> [WHAT IS EXPECTED] In the data below, find each line that contains the word "house" and copy it.

(Point-per-instance localization data)
# # # # # # #

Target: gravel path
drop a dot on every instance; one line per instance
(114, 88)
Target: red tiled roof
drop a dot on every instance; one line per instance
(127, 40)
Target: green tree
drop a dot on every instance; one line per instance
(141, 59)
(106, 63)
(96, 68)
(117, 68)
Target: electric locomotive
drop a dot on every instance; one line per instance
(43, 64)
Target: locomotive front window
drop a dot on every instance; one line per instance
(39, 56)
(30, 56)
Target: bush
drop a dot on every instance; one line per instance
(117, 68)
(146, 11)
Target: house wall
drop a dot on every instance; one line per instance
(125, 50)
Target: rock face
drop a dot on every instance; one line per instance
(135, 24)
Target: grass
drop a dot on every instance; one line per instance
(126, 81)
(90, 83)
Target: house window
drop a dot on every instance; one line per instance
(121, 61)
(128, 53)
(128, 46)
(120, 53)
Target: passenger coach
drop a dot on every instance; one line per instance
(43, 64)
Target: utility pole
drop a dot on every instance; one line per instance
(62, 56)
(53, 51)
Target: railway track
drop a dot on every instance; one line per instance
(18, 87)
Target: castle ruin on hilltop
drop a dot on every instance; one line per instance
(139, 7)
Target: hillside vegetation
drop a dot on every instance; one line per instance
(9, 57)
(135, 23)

# # # # # # #

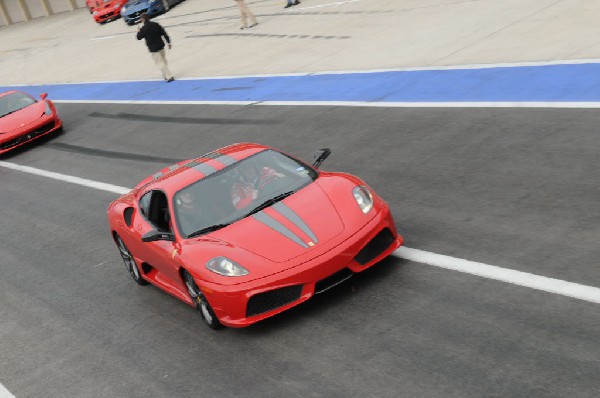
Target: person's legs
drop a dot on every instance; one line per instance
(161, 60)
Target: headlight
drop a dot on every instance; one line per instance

# # # # # # #

> [ANSWER SECTION]
Target: house wall
Target: house window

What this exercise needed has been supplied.